■ Trecho fornecido
═══

Os problemas desenvolvidos nesta pesquisa procuraram comprovar a existência da retirada forçosa da população em situação de rua das zonas fronteiriças ao Centro Histórico de Salvador, motivadas pela suposta garantia de segurança aos frequentadores do evento, combinado com a tentativa de proporcionar uma imagem dissimulada acerca da existência de populações vulneráveis. Pretende-se também comprovar se há inércia do poder público em proteger essa população, com base em duas hipóteses: a primeira está relacionada a existência de dificuldades burocráticas, no que tange a conseguir reunir quantitativamente indivíduos que declarem a ocorrência das violações de direitos; enquanto a segunda hipótese busca cientificar se há ausência de interesse, do poder público competente, em promover a defesa desses cidadãos.

═══

■ Material
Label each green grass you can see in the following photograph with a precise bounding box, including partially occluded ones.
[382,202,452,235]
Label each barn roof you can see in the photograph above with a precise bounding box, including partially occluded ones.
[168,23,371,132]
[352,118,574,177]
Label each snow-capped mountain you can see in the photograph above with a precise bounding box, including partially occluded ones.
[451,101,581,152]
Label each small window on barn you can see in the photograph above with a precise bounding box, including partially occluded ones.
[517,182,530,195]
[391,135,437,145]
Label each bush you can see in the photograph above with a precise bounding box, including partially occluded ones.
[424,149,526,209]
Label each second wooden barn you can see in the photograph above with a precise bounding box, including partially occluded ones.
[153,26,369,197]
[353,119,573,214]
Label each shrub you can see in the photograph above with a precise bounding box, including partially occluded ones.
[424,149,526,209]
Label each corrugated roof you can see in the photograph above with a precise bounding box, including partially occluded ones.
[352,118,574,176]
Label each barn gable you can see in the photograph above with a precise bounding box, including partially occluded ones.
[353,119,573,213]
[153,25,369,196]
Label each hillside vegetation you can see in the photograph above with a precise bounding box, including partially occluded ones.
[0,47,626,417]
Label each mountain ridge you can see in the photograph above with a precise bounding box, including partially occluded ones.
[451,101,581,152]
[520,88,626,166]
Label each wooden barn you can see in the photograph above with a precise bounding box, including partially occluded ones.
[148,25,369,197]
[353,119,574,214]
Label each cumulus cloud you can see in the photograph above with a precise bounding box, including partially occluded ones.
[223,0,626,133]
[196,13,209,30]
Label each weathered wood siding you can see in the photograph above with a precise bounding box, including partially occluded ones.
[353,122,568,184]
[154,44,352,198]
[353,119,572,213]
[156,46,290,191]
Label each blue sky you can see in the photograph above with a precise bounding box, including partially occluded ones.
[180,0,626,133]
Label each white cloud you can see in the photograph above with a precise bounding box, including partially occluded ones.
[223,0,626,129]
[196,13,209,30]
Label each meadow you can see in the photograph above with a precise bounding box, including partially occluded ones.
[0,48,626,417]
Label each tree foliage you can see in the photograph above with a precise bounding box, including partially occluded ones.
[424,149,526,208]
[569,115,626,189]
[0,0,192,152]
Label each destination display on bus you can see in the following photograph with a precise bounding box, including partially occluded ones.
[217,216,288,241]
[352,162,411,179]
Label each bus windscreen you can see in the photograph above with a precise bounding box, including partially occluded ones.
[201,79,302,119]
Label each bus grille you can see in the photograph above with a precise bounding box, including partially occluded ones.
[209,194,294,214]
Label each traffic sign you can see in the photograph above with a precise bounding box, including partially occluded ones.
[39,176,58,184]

═══

■ Tarefa escrita 1
De acordo com o trecho fornecido, de quais zonas a população em situação de rua teria sido retirada à força?
■ Tarefa escrita 2
Repita, sem nenhuma alteração, a parte do trecho fornecido que se inicia com as palavras "Os problemas desenvolvidos" e se encerra com "defesa desses cidadãos.".

■ Resposta completa 1
Das zonas fronteiriças ao Centro Histórico de Salvador.

■ Resposta completa 2
Os problemas desenvolvidos nesta pesquisa procuraram comprovar a existência da retirada forçosa da população em situação de rua das zonas fronteiriças ao Centro Histórico de Salvador, motivadas pela suposta garantia de segurança aos frequentadores do evento, combinado com a tentativa de proporcionar uma imagem dissimulada acerca da existência de populações vulneráveis. Pretende-se também comprovar se há inércia do poder público em proteger essa população, com base em duas hipóteses: a primeira está relacionada a existência de dificuldades burocráticas, no que tange a conseguir reunir quantitativamente indivíduos que declarem a ocorrência das violações de direitos; enquanto a segunda hipótese busca cientificar se há ausência de interesse, do poder público competente, em promover a defesa desses cidadãos.